(A series of records)
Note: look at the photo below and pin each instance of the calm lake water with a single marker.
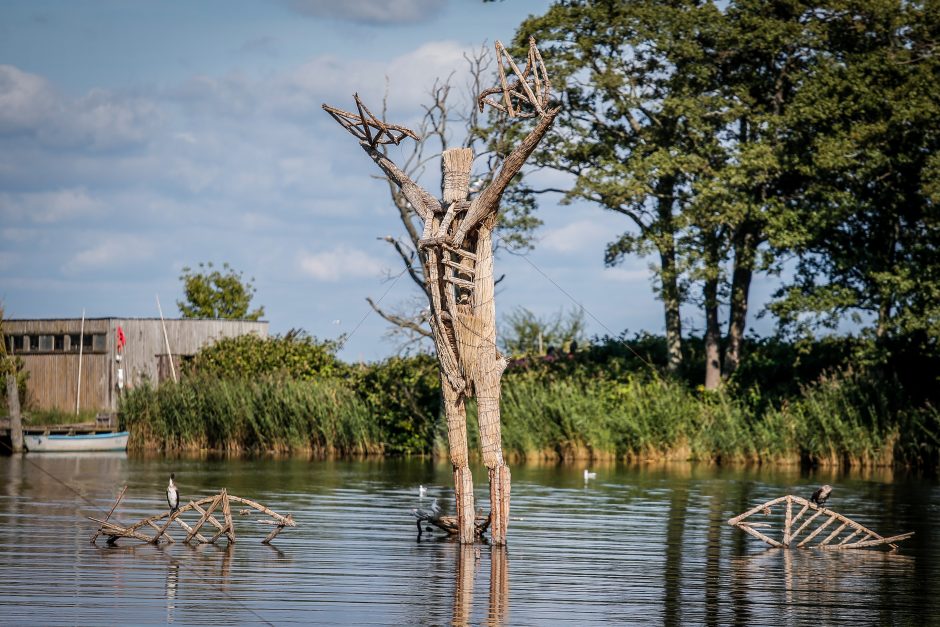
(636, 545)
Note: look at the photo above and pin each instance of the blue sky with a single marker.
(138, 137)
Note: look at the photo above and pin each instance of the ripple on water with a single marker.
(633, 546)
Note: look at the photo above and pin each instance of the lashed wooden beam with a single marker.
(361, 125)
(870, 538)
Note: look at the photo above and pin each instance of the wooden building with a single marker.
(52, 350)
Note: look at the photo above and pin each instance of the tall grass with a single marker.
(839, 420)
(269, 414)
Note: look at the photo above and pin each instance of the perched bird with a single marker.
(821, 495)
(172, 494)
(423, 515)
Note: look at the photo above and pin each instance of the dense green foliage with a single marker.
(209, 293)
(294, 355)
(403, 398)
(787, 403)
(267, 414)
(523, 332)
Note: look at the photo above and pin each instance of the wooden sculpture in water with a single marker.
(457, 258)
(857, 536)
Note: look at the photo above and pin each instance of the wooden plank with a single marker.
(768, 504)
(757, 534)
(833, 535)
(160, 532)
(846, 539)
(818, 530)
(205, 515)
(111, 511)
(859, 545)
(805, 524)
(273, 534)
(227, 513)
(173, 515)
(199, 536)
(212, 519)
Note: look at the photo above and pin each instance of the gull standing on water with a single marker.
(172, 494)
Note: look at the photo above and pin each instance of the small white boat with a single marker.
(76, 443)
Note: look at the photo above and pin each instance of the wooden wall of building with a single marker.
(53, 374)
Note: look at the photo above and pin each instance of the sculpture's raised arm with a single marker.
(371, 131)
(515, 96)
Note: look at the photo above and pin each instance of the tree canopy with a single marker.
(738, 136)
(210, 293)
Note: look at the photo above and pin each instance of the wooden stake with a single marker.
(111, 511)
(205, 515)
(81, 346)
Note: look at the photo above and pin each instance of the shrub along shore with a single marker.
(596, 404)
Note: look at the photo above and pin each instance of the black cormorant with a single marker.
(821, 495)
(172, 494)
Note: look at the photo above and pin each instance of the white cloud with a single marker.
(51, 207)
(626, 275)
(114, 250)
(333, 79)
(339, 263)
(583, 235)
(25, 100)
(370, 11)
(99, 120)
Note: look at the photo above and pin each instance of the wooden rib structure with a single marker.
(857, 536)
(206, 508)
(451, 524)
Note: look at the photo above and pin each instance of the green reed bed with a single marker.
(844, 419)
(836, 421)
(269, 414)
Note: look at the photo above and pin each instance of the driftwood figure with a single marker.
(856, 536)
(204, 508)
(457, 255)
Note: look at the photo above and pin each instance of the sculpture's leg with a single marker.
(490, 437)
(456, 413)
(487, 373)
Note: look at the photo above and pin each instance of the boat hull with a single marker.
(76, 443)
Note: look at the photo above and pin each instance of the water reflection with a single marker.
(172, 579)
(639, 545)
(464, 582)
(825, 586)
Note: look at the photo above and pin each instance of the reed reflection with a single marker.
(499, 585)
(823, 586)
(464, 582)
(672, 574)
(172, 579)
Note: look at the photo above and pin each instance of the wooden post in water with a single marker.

• **TASK DESCRIPTION**:
Copy every one of the records above word for word, leaving out the pictures.

• **SOLUTION TO THIS EXERCISE**:
Note: look at the photo below and pin each instance of the calm lake water with a single marker.
(636, 545)
Note: look at the photo above and pin each instance of the blue sky with a single marker.
(138, 137)
Note: look at the photo above and pin each instance of the ripple on water with a single marker.
(633, 546)
Note: look at the photo above and pin each instance of the lashed wooden beam with a single marker.
(361, 125)
(870, 538)
Note: look at the photo above and pin each instance of the wooden building with a single marker.
(52, 350)
Note: look at the photo above and pin each instance of the tall grass with a single marker.
(839, 420)
(269, 414)
Note: look at the photo above and pin each instance of the perched bird with a single marker.
(821, 495)
(172, 494)
(423, 515)
Note: look at the photo above and pin each instance of the dense green foliage with a single marker.
(209, 293)
(294, 355)
(403, 398)
(787, 403)
(267, 414)
(523, 332)
Note: look at the photo above and pin each instance of the wooden sculpture in water with a single marker.
(457, 258)
(857, 536)
Note: look at the photo above and pin each instance of the wooden plank with a single marker.
(768, 504)
(757, 534)
(833, 535)
(160, 532)
(846, 539)
(818, 530)
(205, 515)
(111, 511)
(859, 545)
(805, 524)
(273, 534)
(227, 513)
(173, 515)
(199, 536)
(212, 519)
Note: look at the photo above and pin each instance of the gull standing on water with a single marker.
(172, 494)
Note: look at the photo above and pin each instance of the small white boat with a single marker.
(76, 443)
Note: look at the photo above and pin each instance of the wooden wall of building with a single marker.
(53, 374)
Note: look at the photo above and pin each instance of the sculpture's raised arm with a single marker.
(371, 131)
(515, 96)
Note: look at the photo above and pin each instance of the tree canopy with a single marker.
(738, 136)
(210, 293)
Note: look at the photo above and pin each instance of the wooden stake with a single marker.
(111, 511)
(205, 515)
(81, 346)
Note: look at the photo above and pin each instance of the shrub along shore with a single marker.
(596, 404)
Note: look at the photo above and pin each instance of the black cormorant with a single marker.
(821, 495)
(172, 494)
Note: look at the photo above and pin each instance of the white cloud with a single marker.
(51, 207)
(626, 275)
(114, 250)
(333, 79)
(339, 263)
(583, 235)
(25, 100)
(370, 11)
(99, 120)
Note: look at the photo above and pin each instance of the wooden rib structure with a single marker.
(857, 536)
(206, 508)
(451, 524)
Note: look at the photo above and pin each instance of the green reed bed with a single marker.
(844, 419)
(836, 421)
(269, 414)
Note: look at the photo above and pin each instance of the driftwood figure with a single marker.
(856, 536)
(204, 508)
(457, 255)
Note: look at the photo above and pin each instance of the sculpture's leg with a single marker.
(490, 437)
(456, 413)
(487, 373)
Note: look at the photo above and pin each instance of the boat hull with a single marker.
(76, 443)
Note: look at the photo above and pin each instance of the water reflection with a single marker.
(172, 579)
(639, 545)
(464, 582)
(825, 586)
Note: look at the photo above and pin each instance of the reed reflection with a single marker.
(499, 585)
(823, 586)
(464, 582)
(672, 574)
(172, 579)
Note: look at the photo above and pin each instance of the wooden post in water with a single marker.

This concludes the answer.